- _What the task asks_:
Please give back each line below unchanged; none of the pictures should appear.
'''
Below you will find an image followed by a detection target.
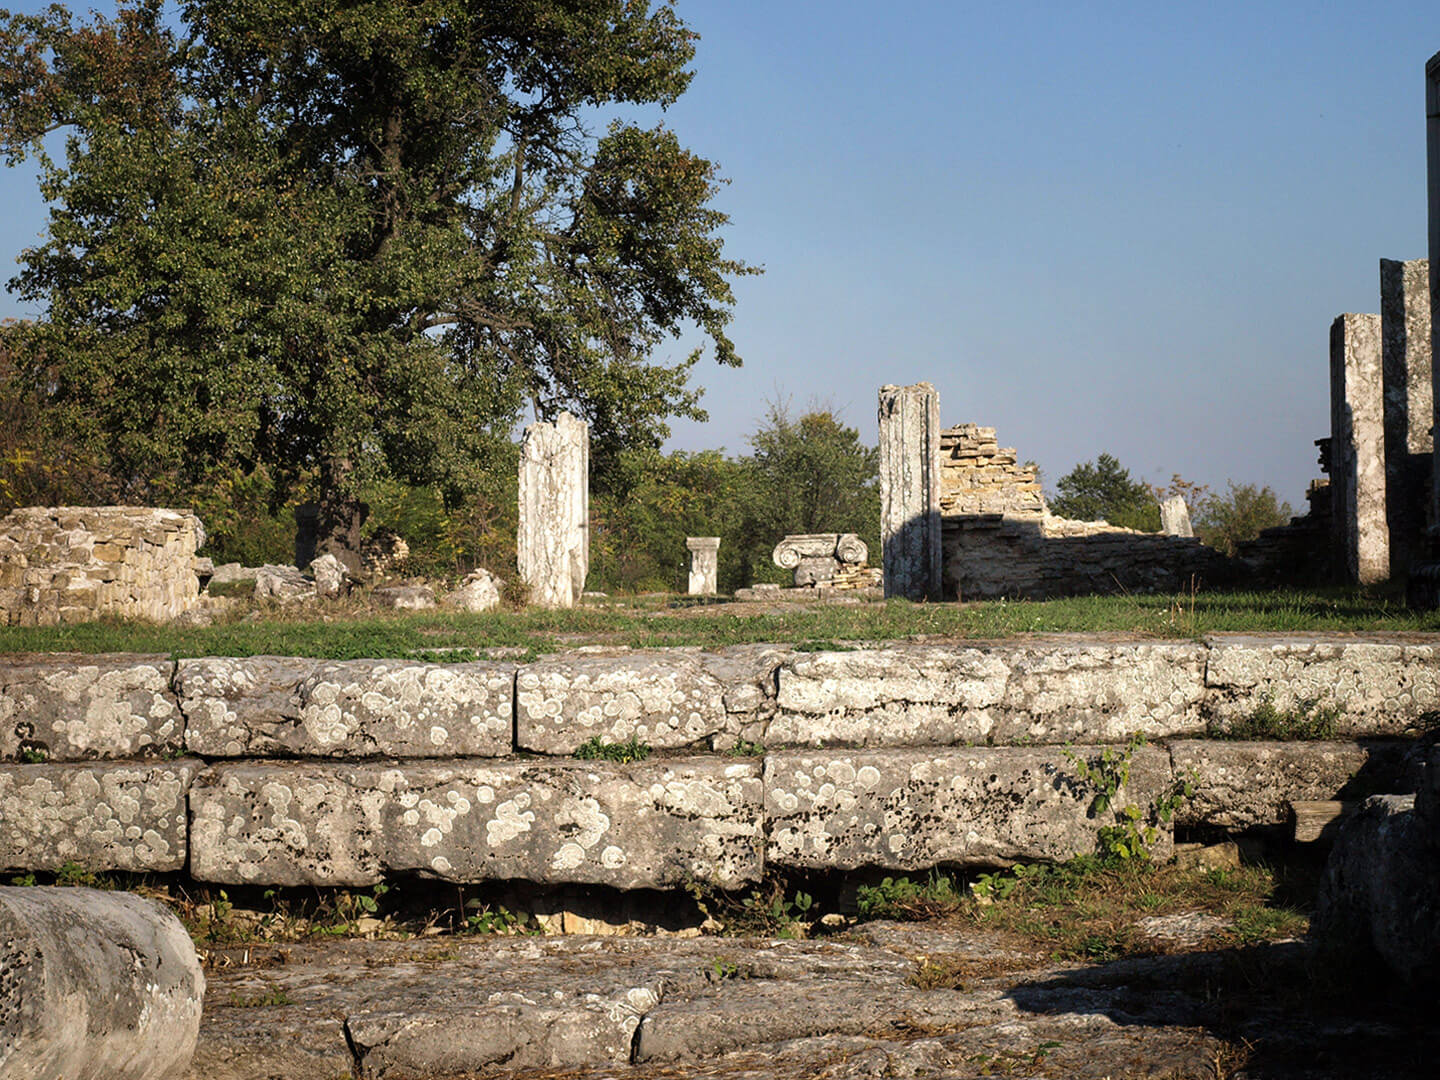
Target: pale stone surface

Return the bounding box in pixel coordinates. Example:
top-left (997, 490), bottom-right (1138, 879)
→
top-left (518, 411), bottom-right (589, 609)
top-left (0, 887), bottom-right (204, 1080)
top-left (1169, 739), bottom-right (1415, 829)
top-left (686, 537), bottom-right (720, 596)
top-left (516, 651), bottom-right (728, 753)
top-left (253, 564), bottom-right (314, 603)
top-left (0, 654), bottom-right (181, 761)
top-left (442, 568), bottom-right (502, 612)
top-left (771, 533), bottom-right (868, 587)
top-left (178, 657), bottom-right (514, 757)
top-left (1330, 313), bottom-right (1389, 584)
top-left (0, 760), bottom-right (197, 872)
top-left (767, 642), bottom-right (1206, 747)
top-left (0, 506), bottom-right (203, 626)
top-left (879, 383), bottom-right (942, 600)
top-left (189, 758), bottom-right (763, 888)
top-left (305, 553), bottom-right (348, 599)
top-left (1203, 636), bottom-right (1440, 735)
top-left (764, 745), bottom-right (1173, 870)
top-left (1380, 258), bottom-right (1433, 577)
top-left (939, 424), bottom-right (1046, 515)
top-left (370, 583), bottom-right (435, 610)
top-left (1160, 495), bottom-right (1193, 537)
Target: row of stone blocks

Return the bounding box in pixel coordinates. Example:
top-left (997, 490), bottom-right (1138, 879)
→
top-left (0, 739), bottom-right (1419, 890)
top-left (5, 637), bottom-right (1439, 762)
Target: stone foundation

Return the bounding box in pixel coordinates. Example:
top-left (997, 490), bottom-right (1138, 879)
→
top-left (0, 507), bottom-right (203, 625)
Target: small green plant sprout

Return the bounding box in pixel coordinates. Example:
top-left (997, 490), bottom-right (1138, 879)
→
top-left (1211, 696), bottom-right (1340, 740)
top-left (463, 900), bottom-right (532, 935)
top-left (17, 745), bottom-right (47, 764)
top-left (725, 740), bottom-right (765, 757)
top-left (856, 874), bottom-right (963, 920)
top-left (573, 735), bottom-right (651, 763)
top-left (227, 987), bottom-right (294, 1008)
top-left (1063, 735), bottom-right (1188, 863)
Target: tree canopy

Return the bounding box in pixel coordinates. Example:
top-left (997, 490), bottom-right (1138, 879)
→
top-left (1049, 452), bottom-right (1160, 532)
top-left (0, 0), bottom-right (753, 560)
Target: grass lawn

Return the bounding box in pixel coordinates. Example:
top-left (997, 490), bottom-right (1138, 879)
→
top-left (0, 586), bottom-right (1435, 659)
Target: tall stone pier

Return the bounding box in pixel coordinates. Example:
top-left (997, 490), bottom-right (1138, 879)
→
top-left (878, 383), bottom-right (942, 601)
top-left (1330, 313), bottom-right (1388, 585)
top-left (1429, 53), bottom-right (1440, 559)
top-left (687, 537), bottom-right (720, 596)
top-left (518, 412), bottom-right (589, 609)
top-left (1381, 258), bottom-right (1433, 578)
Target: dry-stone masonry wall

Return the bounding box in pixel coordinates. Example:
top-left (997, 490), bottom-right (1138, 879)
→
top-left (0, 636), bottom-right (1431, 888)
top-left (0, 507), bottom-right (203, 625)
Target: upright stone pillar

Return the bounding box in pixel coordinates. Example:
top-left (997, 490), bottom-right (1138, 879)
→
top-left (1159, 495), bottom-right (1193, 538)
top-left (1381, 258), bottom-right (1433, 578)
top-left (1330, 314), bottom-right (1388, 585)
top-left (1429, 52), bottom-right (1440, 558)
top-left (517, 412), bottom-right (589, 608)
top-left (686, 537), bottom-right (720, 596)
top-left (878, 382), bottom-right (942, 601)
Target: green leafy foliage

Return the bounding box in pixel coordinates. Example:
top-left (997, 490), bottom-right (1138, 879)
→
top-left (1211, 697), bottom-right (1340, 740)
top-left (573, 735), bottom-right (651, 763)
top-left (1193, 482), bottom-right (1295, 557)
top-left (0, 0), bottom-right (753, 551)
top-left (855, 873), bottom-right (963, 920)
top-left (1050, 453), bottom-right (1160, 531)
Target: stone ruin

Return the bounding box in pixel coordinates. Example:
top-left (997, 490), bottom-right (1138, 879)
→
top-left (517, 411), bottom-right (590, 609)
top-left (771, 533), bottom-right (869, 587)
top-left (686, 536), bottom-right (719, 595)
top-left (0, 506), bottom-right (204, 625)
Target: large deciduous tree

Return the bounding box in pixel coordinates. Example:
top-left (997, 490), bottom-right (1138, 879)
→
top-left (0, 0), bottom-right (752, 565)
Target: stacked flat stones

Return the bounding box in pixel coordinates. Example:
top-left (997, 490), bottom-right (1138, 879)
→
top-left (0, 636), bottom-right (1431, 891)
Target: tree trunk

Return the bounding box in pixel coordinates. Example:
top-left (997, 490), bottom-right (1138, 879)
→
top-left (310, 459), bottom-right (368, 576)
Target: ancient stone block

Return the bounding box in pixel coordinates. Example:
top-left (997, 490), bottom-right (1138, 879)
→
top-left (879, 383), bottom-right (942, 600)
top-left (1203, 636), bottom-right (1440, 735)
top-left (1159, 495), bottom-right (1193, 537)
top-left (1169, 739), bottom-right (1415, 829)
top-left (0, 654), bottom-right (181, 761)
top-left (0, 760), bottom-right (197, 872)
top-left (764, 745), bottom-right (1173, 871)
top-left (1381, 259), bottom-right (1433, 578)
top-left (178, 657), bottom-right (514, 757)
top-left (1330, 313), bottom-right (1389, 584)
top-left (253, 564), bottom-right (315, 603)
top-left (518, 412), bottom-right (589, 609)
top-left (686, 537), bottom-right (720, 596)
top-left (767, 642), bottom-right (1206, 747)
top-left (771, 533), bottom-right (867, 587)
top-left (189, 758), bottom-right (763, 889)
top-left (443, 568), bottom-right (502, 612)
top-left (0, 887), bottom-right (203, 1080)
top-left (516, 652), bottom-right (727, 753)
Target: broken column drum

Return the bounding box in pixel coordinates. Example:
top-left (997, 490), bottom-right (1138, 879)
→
'''
- _Final answer_:
Below you will find an image followed by a detection target.
Target: pale stone surface

Return the bounding box in pixel coordinates. Example:
top-left (997, 490), bottom-right (1138, 879)
→
top-left (518, 411), bottom-right (589, 609)
top-left (0, 887), bottom-right (204, 1080)
top-left (1169, 739), bottom-right (1415, 829)
top-left (686, 537), bottom-right (720, 596)
top-left (516, 651), bottom-right (728, 753)
top-left (253, 564), bottom-right (314, 603)
top-left (0, 654), bottom-right (181, 761)
top-left (442, 568), bottom-right (502, 612)
top-left (771, 533), bottom-right (868, 587)
top-left (178, 657), bottom-right (514, 757)
top-left (1330, 313), bottom-right (1389, 584)
top-left (0, 760), bottom-right (197, 872)
top-left (767, 642), bottom-right (1206, 747)
top-left (0, 506), bottom-right (203, 626)
top-left (879, 383), bottom-right (942, 600)
top-left (189, 758), bottom-right (763, 888)
top-left (305, 553), bottom-right (348, 599)
top-left (1203, 636), bottom-right (1440, 735)
top-left (764, 745), bottom-right (1173, 870)
top-left (1380, 258), bottom-right (1433, 577)
top-left (939, 424), bottom-right (1046, 515)
top-left (370, 583), bottom-right (435, 610)
top-left (1160, 495), bottom-right (1193, 537)
Target: row of stone blocks

Return the bounding box in pixel coordinates. Example:
top-left (997, 490), bottom-right (1138, 879)
→
top-left (0, 739), bottom-right (1419, 890)
top-left (5, 637), bottom-right (1439, 762)
Target: stone foundation

Return the bounding box in pixel coordinates. Example:
top-left (997, 490), bottom-right (1138, 879)
→
top-left (0, 507), bottom-right (203, 625)
Target: small green plant sprout

Return the bounding box in pixel coordinates. Example:
top-left (997, 490), bottom-right (1138, 879)
→
top-left (1211, 696), bottom-right (1340, 740)
top-left (463, 900), bottom-right (532, 935)
top-left (17, 745), bottom-right (47, 764)
top-left (725, 740), bottom-right (765, 757)
top-left (856, 874), bottom-right (963, 920)
top-left (573, 735), bottom-right (651, 763)
top-left (227, 987), bottom-right (294, 1008)
top-left (1063, 735), bottom-right (1188, 863)
Target: tree canopy

Return the bounding box in pixel coordinates. Example:
top-left (997, 490), bottom-right (1138, 879)
→
top-left (1049, 452), bottom-right (1160, 532)
top-left (0, 0), bottom-right (753, 560)
Target: grass lawn

Return the bounding box in pixel coordinates. Example:
top-left (997, 490), bottom-right (1138, 879)
→
top-left (0, 586), bottom-right (1435, 659)
Target: tall stone pier

Return the bounding box in pixel coordinates. Example:
top-left (997, 490), bottom-right (1138, 879)
→
top-left (878, 383), bottom-right (942, 601)
top-left (1330, 313), bottom-right (1388, 585)
top-left (1429, 53), bottom-right (1440, 559)
top-left (687, 537), bottom-right (720, 596)
top-left (518, 412), bottom-right (589, 609)
top-left (1381, 258), bottom-right (1433, 578)
Target: dry-stone masonry wall

Return the bounding box in pixel coordinates. Example:
top-left (997, 490), bottom-right (1138, 879)
→
top-left (0, 636), bottom-right (1431, 888)
top-left (0, 507), bottom-right (203, 625)
Target: upright stone pillar

Return the bounding box in pixel coordinates. Example:
top-left (997, 490), bottom-right (1138, 879)
→
top-left (1159, 495), bottom-right (1193, 538)
top-left (1381, 258), bottom-right (1433, 578)
top-left (1330, 314), bottom-right (1388, 585)
top-left (1429, 52), bottom-right (1440, 558)
top-left (517, 412), bottom-right (589, 608)
top-left (686, 537), bottom-right (720, 596)
top-left (878, 382), bottom-right (942, 601)
Target: green leafy foliage

Return the bounding box in pixel coordinates. Example:
top-left (997, 490), bottom-right (1138, 879)
→
top-left (1211, 697), bottom-right (1340, 740)
top-left (573, 735), bottom-right (651, 763)
top-left (1193, 482), bottom-right (1295, 557)
top-left (0, 0), bottom-right (753, 551)
top-left (855, 873), bottom-right (963, 920)
top-left (1050, 453), bottom-right (1160, 531)
Target: stone ruin

Return the bounding box in pixel coordinates. Example:
top-left (997, 490), bottom-right (1138, 879)
→
top-left (517, 411), bottom-right (590, 609)
top-left (771, 533), bottom-right (869, 587)
top-left (686, 536), bottom-right (719, 595)
top-left (0, 506), bottom-right (204, 625)
Target: large deciduous tree

Return the bounding box in pixel coordinates. Example:
top-left (997, 490), bottom-right (1138, 879)
→
top-left (0, 0), bottom-right (752, 565)
Target: stacked flat stones

Return the bounding box in pixel coordinates. Example:
top-left (997, 490), bottom-right (1138, 879)
→
top-left (0, 636), bottom-right (1431, 891)
Target: tree trunk

Return the bounding box in pixel coordinates. Example:
top-left (997, 490), bottom-right (1138, 879)
→
top-left (310, 459), bottom-right (368, 576)
Target: ancient stone block

Return the bounding box in pixel coordinates. Example:
top-left (997, 490), bottom-right (1138, 879)
→
top-left (879, 383), bottom-right (942, 600)
top-left (1203, 636), bottom-right (1440, 735)
top-left (1159, 495), bottom-right (1193, 537)
top-left (1169, 739), bottom-right (1415, 829)
top-left (0, 654), bottom-right (181, 761)
top-left (0, 760), bottom-right (197, 872)
top-left (764, 745), bottom-right (1173, 871)
top-left (1381, 259), bottom-right (1433, 578)
top-left (178, 657), bottom-right (514, 757)
top-left (1330, 313), bottom-right (1389, 584)
top-left (253, 564), bottom-right (315, 603)
top-left (518, 412), bottom-right (589, 609)
top-left (686, 537), bottom-right (720, 596)
top-left (767, 642), bottom-right (1206, 747)
top-left (771, 533), bottom-right (867, 587)
top-left (189, 758), bottom-right (763, 889)
top-left (443, 568), bottom-right (502, 612)
top-left (0, 887), bottom-right (203, 1080)
top-left (516, 652), bottom-right (727, 753)
Target: broken column drum

Return the bounding box in pixel coordinates. Example:
top-left (997, 490), bottom-right (1138, 879)
→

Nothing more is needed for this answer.